▶ _PROBLEM TO WORK ON_
Format every line of the rows below as a Markdown table with the columns No. and Line, numbering the lines in order and omitting blank ones.

^^^^^^^^^^^^^^^^

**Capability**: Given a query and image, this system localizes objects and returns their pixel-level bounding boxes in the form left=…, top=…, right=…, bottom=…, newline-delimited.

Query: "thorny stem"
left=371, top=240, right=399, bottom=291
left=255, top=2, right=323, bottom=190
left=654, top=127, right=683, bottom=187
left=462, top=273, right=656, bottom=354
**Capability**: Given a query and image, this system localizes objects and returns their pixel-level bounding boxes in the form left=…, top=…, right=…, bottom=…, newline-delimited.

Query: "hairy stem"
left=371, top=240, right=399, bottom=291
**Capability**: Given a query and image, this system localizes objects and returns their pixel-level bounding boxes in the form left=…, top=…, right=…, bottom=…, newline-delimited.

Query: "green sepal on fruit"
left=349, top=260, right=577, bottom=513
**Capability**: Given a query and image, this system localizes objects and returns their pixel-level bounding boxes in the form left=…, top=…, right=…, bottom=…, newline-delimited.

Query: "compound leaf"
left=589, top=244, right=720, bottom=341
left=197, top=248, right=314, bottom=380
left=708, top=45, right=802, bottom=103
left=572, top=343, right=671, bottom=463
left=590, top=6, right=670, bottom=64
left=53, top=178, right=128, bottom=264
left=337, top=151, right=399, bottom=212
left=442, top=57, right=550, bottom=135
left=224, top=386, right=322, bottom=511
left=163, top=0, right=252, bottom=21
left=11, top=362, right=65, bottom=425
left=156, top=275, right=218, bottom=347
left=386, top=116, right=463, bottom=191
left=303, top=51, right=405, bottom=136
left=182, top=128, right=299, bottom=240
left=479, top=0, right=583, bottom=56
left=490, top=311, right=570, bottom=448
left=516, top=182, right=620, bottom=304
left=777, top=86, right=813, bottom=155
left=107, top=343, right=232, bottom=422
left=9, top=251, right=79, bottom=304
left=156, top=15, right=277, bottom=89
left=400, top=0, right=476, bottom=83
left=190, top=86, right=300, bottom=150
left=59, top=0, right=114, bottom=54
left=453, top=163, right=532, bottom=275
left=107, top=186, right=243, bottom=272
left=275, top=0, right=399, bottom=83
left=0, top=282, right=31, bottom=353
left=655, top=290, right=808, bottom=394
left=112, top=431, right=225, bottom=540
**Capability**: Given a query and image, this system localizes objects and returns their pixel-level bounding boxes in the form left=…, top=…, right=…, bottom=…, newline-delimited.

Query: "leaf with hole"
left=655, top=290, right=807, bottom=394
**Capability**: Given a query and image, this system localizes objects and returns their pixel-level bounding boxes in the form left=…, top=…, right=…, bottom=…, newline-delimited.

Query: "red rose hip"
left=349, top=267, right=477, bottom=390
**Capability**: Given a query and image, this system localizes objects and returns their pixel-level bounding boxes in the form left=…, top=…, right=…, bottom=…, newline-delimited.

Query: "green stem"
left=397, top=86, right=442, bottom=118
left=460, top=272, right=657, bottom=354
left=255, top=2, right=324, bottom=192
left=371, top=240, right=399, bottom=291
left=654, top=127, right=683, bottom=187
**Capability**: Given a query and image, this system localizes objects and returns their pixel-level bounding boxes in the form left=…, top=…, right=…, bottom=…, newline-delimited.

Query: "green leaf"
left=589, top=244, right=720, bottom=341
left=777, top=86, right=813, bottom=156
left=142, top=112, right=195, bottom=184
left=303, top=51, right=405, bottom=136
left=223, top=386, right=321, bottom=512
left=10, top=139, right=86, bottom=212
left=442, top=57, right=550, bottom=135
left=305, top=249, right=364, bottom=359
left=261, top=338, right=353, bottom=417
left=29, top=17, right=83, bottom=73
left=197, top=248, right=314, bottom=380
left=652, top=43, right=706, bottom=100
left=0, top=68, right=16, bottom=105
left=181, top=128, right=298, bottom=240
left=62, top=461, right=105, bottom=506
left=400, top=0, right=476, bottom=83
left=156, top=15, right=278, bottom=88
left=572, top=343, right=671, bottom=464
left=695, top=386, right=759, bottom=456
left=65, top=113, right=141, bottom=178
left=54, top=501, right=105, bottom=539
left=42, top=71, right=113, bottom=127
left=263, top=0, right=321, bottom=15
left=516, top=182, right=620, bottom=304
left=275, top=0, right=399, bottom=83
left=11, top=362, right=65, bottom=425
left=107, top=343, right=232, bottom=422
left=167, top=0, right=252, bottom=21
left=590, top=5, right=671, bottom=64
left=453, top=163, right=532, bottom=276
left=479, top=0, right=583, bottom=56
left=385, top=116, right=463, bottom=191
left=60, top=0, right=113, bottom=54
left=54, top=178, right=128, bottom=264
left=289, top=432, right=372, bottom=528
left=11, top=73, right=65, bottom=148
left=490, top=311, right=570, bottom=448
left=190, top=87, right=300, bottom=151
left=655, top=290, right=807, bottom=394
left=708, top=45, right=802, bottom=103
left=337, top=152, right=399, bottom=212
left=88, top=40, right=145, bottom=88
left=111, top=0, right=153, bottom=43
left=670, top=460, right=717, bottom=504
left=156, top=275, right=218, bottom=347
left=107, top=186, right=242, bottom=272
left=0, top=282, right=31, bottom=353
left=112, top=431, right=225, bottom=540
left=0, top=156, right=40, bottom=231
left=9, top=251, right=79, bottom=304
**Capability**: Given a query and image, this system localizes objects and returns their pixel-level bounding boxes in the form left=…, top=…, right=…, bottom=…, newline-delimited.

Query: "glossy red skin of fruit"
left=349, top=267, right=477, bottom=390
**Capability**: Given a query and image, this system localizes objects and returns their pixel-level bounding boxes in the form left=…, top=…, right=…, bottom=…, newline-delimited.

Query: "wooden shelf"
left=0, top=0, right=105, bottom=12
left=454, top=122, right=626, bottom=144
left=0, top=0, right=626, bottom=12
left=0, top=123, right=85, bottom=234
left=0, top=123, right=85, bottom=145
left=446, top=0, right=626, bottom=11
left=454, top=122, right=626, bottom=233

^^^^^^^^^^^^^^^^

▶ _THE REPLY_
| No. | Line |
|---|---|
| 1 | **Capability**: Given a query and image, this system localizes objects and returns their pixel-level bounding boxes in the form left=…, top=…, right=…, bottom=…, newline-delimited. |
| 2 | Query: "thorny stem" |
| 3 | left=371, top=240, right=399, bottom=291 |
| 4 | left=255, top=2, right=323, bottom=190 |
| 5 | left=654, top=127, right=683, bottom=187 |
| 6 | left=462, top=273, right=656, bottom=354 |
| 7 | **Capability**: Given a query and image, this system localizes objects and returns their pixel-level bounding boxes in the form left=…, top=…, right=…, bottom=…, newline-delimited. |
| 8 | Query: "hairy stem" |
| 9 | left=371, top=240, right=399, bottom=291 |
| 10 | **Capability**: Given a query and image, this system localizes objects and returns their pixel-level bounding boxes in the form left=…, top=…, right=…, bottom=…, newline-delimited. |
| 11 | Query: "green sepal on fruit" |
| 12 | left=349, top=260, right=577, bottom=513 |
| 13 | **Capability**: Given a query and image, this system localizes objects and returns their pixel-level bounding boxes in the form left=…, top=…, right=…, bottom=…, newline-delimited. |
| 14 | Query: "compound leaf" |
| 15 | left=589, top=244, right=720, bottom=341 |
| 16 | left=197, top=248, right=314, bottom=380 |
| 17 | left=708, top=45, right=802, bottom=103 |
| 18 | left=572, top=343, right=671, bottom=463 |
| 19 | left=590, top=6, right=670, bottom=64 |
| 20 | left=53, top=178, right=128, bottom=264 |
| 21 | left=337, top=151, right=399, bottom=212 |
| 22 | left=442, top=57, right=550, bottom=135 |
| 23 | left=224, top=386, right=322, bottom=511 |
| 24 | left=163, top=0, right=252, bottom=21 |
| 25 | left=11, top=362, right=65, bottom=425 |
| 26 | left=156, top=275, right=218, bottom=347 |
| 27 | left=386, top=116, right=463, bottom=191 |
| 28 | left=303, top=51, right=405, bottom=136 |
| 29 | left=182, top=128, right=299, bottom=240 |
| 30 | left=479, top=0, right=583, bottom=56 |
| 31 | left=490, top=311, right=570, bottom=448 |
| 32 | left=516, top=182, right=620, bottom=304 |
| 33 | left=777, top=86, right=813, bottom=155 |
| 34 | left=107, top=343, right=232, bottom=422 |
| 35 | left=9, top=251, right=79, bottom=304 |
| 36 | left=156, top=15, right=277, bottom=89 |
| 37 | left=400, top=0, right=476, bottom=83 |
| 38 | left=190, top=86, right=300, bottom=150 |
| 39 | left=59, top=0, right=114, bottom=54 |
| 40 | left=453, top=163, right=532, bottom=275 |
| 41 | left=107, top=186, right=243, bottom=272 |
| 42 | left=275, top=0, right=399, bottom=83 |
| 43 | left=0, top=282, right=31, bottom=353 |
| 44 | left=655, top=290, right=808, bottom=394 |
| 45 | left=112, top=431, right=225, bottom=540 |
| 46 | **Capability**: Given a query and image, this system localizes objects and returns their pixel-level bounding boxes in the form left=…, top=…, right=…, bottom=…, newline-delimited. |
| 47 | Query: "leaf with hole" |
| 48 | left=655, top=290, right=807, bottom=394 |
| 49 | **Capability**: Given a query and image, this system localizes objects and returns their pixel-level bounding boxes in the form left=…, top=…, right=…, bottom=…, newline-delimited. |
| 50 | Query: "red rose hip" |
| 51 | left=349, top=267, right=477, bottom=390 |
| 52 | **Capability**: Given a query and image, this system localizes objects and returns their pixel-level bounding boxes in the form left=…, top=…, right=…, bottom=…, newline-delimited. |
| 53 | Query: "green stem" |
| 54 | left=397, top=86, right=442, bottom=118 |
| 55 | left=460, top=272, right=657, bottom=354 |
| 56 | left=255, top=2, right=324, bottom=192 |
| 57 | left=371, top=240, right=399, bottom=291 |
| 58 | left=654, top=127, right=683, bottom=187 |
| 59 | **Capability**: Given a query and image, this system localizes objects and returns their pixel-level bounding boxes in the form left=…, top=…, right=…, bottom=…, newline-delimited. |
| 60 | Query: "green leaf" |
| 61 | left=589, top=244, right=720, bottom=341 |
| 62 | left=777, top=86, right=813, bottom=156 |
| 63 | left=142, top=112, right=195, bottom=184 |
| 64 | left=303, top=51, right=405, bottom=136 |
| 65 | left=223, top=386, right=321, bottom=512 |
| 66 | left=10, top=139, right=86, bottom=212 |
| 67 | left=442, top=57, right=550, bottom=135 |
| 68 | left=305, top=249, right=364, bottom=359 |
| 69 | left=261, top=338, right=353, bottom=417 |
| 70 | left=29, top=17, right=83, bottom=73 |
| 71 | left=197, top=248, right=314, bottom=380 |
| 72 | left=652, top=43, right=706, bottom=100 |
| 73 | left=0, top=68, right=16, bottom=105 |
| 74 | left=181, top=128, right=298, bottom=240 |
| 75 | left=62, top=461, right=105, bottom=506 |
| 76 | left=400, top=0, right=476, bottom=83 |
| 77 | left=156, top=15, right=278, bottom=88 |
| 78 | left=572, top=343, right=671, bottom=464 |
| 79 | left=695, top=386, right=759, bottom=456 |
| 80 | left=65, top=113, right=141, bottom=178 |
| 81 | left=54, top=501, right=105, bottom=539 |
| 82 | left=42, top=71, right=113, bottom=127 |
| 83 | left=263, top=0, right=321, bottom=15 |
| 84 | left=516, top=182, right=620, bottom=304 |
| 85 | left=275, top=0, right=399, bottom=83 |
| 86 | left=11, top=362, right=65, bottom=425 |
| 87 | left=107, top=343, right=232, bottom=422 |
| 88 | left=167, top=0, right=252, bottom=21 |
| 89 | left=590, top=5, right=671, bottom=64 |
| 90 | left=453, top=163, right=532, bottom=276 |
| 91 | left=479, top=0, right=583, bottom=56 |
| 92 | left=385, top=116, right=463, bottom=191 |
| 93 | left=60, top=0, right=113, bottom=54 |
| 94 | left=54, top=178, right=128, bottom=264 |
| 95 | left=289, top=432, right=372, bottom=528 |
| 96 | left=11, top=73, right=65, bottom=148 |
| 97 | left=490, top=311, right=570, bottom=448 |
| 98 | left=190, top=87, right=300, bottom=151 |
| 99 | left=655, top=290, right=807, bottom=394 |
| 100 | left=708, top=45, right=802, bottom=103 |
| 101 | left=337, top=152, right=399, bottom=212 |
| 102 | left=88, top=40, right=145, bottom=88 |
| 103 | left=111, top=0, right=153, bottom=43 |
| 104 | left=670, top=460, right=717, bottom=504 |
| 105 | left=156, top=275, right=218, bottom=347 |
| 106 | left=107, top=186, right=242, bottom=272 |
| 107 | left=0, top=282, right=31, bottom=353 |
| 108 | left=112, top=431, right=225, bottom=540 |
| 109 | left=0, top=156, right=40, bottom=231 |
| 110 | left=9, top=251, right=79, bottom=304 |
| 111 | **Capability**: Given a query and image, this system localizes objects and returns their pixel-level bounding boxes in the form left=…, top=…, right=…, bottom=…, newline-delimited. |
| 112 | Query: "glossy red skin of fruit" |
| 113 | left=349, top=267, right=477, bottom=390 |
| 114 | **Capability**: Given a query and image, this system localizes objects and returns their pixel-level bounding boxes in the form left=…, top=…, right=…, bottom=…, newline-delimited. |
| 115 | Query: "wooden shelf" |
| 116 | left=0, top=0, right=105, bottom=12 |
| 117 | left=454, top=122, right=626, bottom=144 |
| 118 | left=0, top=0, right=626, bottom=12 |
| 119 | left=0, top=123, right=85, bottom=234 |
| 120 | left=0, top=123, right=85, bottom=145 |
| 121 | left=446, top=0, right=626, bottom=11 |
| 122 | left=454, top=122, right=626, bottom=233 |